▸ **PROBLEM STATEMENT**
Would you please return all of the entries below exactly as shown?

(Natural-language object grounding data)
▬▬▬▬▬▬
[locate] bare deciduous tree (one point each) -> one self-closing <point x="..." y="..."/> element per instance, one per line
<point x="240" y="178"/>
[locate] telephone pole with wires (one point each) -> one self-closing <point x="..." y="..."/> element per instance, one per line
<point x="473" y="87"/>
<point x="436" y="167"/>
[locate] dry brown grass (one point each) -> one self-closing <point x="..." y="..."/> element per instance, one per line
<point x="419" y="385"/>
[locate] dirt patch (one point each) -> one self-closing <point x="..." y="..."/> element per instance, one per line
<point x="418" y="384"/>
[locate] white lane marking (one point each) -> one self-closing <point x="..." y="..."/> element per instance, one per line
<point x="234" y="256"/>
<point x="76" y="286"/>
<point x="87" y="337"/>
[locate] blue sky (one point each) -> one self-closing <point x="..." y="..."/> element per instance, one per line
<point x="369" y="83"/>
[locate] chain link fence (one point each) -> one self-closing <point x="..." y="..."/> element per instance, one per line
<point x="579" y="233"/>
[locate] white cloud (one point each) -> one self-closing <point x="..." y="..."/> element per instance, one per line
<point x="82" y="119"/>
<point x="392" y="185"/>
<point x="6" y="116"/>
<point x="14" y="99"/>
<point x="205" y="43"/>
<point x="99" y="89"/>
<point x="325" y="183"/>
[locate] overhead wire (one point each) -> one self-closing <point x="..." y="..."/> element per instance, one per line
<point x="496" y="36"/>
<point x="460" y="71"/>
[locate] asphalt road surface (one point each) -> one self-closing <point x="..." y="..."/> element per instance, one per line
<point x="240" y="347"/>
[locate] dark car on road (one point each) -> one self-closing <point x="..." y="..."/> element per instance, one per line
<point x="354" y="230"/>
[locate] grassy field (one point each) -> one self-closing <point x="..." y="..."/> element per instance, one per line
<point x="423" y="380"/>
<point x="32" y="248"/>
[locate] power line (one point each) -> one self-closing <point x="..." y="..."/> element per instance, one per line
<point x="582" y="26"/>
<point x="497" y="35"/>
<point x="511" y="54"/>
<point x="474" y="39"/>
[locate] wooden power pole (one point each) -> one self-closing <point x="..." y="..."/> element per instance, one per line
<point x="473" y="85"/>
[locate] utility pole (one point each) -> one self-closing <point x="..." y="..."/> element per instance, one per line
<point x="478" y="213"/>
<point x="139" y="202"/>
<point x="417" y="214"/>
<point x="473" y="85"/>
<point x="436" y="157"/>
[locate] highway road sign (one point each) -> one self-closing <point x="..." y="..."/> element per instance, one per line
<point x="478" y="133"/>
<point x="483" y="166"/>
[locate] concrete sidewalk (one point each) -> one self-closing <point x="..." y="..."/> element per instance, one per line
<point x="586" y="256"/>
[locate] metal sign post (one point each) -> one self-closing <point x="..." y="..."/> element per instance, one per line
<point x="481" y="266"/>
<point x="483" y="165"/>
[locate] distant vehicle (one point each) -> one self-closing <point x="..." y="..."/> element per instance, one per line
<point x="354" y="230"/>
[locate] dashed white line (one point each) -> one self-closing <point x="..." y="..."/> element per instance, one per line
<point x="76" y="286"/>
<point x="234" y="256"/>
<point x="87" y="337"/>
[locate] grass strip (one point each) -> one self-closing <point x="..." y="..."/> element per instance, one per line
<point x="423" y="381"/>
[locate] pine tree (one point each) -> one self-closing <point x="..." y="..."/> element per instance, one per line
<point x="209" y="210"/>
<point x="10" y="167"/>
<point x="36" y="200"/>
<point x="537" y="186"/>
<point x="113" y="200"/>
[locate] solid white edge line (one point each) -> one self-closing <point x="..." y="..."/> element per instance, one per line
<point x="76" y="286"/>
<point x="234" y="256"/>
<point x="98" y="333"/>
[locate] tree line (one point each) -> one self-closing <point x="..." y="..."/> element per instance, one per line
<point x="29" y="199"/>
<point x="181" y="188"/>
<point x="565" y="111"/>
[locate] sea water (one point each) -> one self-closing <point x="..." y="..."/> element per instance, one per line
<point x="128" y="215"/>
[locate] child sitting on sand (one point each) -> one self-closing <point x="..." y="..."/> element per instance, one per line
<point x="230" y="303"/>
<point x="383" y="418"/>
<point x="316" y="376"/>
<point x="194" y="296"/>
▬▬▬▬▬▬
▸ **ANSWER TO THE PROBLEM**
[locate] bare deciduous tree (one point each) -> one self-closing <point x="..." y="..."/> element per instance, one per line
<point x="240" y="178"/>
[locate] telephone pole with wires (one point each) -> one self-closing <point x="..." y="..."/> element per instance, one per line
<point x="473" y="87"/>
<point x="436" y="167"/>
[locate] dry brown grass (one point each) -> one self-closing <point x="..." y="..."/> element per instance, one per line
<point x="419" y="385"/>
[locate] dirt patch (one point each) -> one self-closing <point x="..." y="..."/> element per instance, one per line
<point x="418" y="384"/>
[locate] white lane marking (one point each) -> one self-closing <point x="..." y="..."/> element per instance, one per line
<point x="234" y="256"/>
<point x="76" y="286"/>
<point x="87" y="337"/>
[locate] blue sky (one point each) -> one self-closing <point x="..." y="..."/> element per instance, one per line
<point x="369" y="83"/>
[locate] chain link fence (one point each) -> one self-closing <point x="..." y="..."/> element per instance, one per line
<point x="579" y="233"/>
[locate] white cloud (one point each) -> one self-closing <point x="..." y="..."/> element per instance, one per line
<point x="82" y="119"/>
<point x="392" y="185"/>
<point x="6" y="116"/>
<point x="14" y="99"/>
<point x="205" y="43"/>
<point x="99" y="89"/>
<point x="325" y="183"/>
[locate] overhead wire (one point each) -> one self-closing <point x="..." y="..."/> element per instance, one per line
<point x="496" y="36"/>
<point x="460" y="71"/>
[locate] asphalt road surface (one point each) -> one self-closing <point x="..." y="..."/> element per instance, one per line
<point x="240" y="347"/>
[locate] dark car on road (one point each) -> one self-closing <point x="..." y="..."/> element per instance, one per line
<point x="354" y="230"/>
[locate] grassy field (one point each) -> one self-closing <point x="..." y="..."/> element per instance, one per line
<point x="423" y="380"/>
<point x="32" y="248"/>
[locate] power line (one point each) -> one self-closing <point x="..." y="..."/> element per instance, one per line
<point x="582" y="26"/>
<point x="497" y="35"/>
<point x="511" y="54"/>
<point x="474" y="39"/>
[locate] wooden power pole (one point each) -> one self-closing <point x="..." y="..."/> element per instance, one per line
<point x="473" y="85"/>
[locate] utility pole (one point each) -> one self-closing <point x="..." y="..."/> element per instance, one per line
<point x="478" y="213"/>
<point x="139" y="202"/>
<point x="417" y="214"/>
<point x="473" y="85"/>
<point x="436" y="157"/>
[locate] highway road sign (one point each) -> one self-closing <point x="..." y="..."/> element per instance, one per line
<point x="478" y="133"/>
<point x="483" y="166"/>
[locate] concrete sidewalk (one point each) -> one self-closing <point x="..." y="..."/> element per instance, one per line
<point x="586" y="256"/>
[locate] metal sign post (one point each) -> one self-closing <point x="..." y="..."/> element per instance, one per line
<point x="481" y="266"/>
<point x="483" y="165"/>
[locate] distant vehicle (one point each) -> one self-closing <point x="..." y="..."/> element per instance, one per line
<point x="354" y="230"/>
[locate] dashed white line (one point each) -> one self-closing <point x="..." y="..."/> element per instance, one per line
<point x="76" y="286"/>
<point x="234" y="256"/>
<point x="87" y="337"/>
[locate] grass strip (one point each) -> one self-closing <point x="..." y="..."/> element per instance, one per line
<point x="423" y="381"/>
[locate] pine tree (one point each) -> one self-closing <point x="..." y="..."/> element per instance, one per line
<point x="209" y="210"/>
<point x="10" y="167"/>
<point x="36" y="200"/>
<point x="537" y="186"/>
<point x="113" y="200"/>
[locate] solid white edge line (one point each) -> one self-closing <point x="..." y="..."/> element per instance, one per line
<point x="76" y="286"/>
<point x="234" y="256"/>
<point x="98" y="333"/>
[locate] tree line (one point each) -> one self-closing <point x="..." y="..."/> element per instance, one per line
<point x="29" y="199"/>
<point x="181" y="188"/>
<point x="565" y="111"/>
[locate] sea water (one point each) -> one self-closing <point x="..." y="..."/> element per instance, one per line
<point x="128" y="215"/>
[locate] child sitting on sand (one point each) -> one self-closing <point x="..." y="..."/> element per instance, one per line
<point x="230" y="303"/>
<point x="383" y="418"/>
<point x="316" y="376"/>
<point x="194" y="296"/>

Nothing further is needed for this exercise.